Stated exercise: Reproduce the material below word for word, leaving out the pictures.

### Data to use

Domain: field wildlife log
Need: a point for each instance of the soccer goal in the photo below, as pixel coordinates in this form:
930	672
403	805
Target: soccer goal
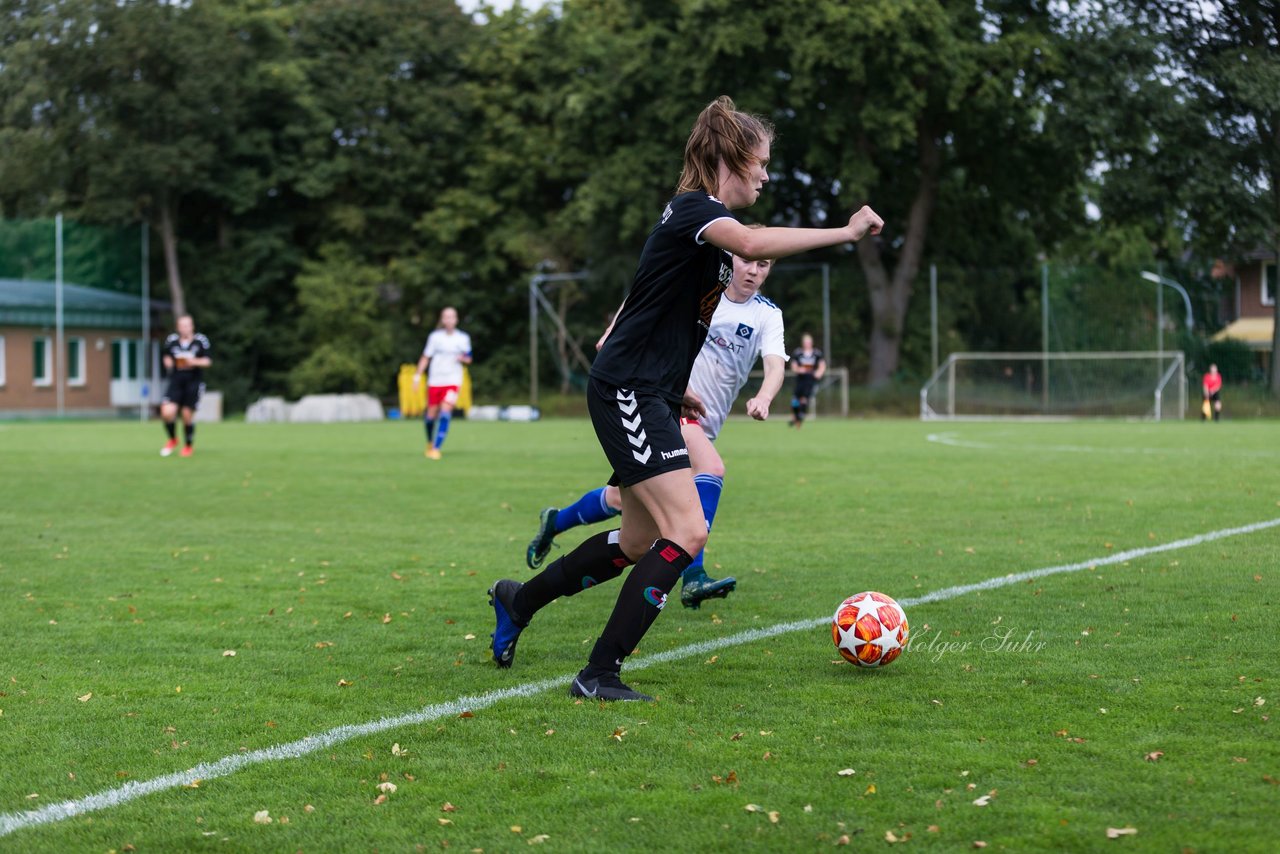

######

Exercise answer:
Domain: field wildlife log
Need: a point for each instance of the soccer goal in the photo below, as pixel coordinates in this form:
930	672
403	805
Target: soccer goal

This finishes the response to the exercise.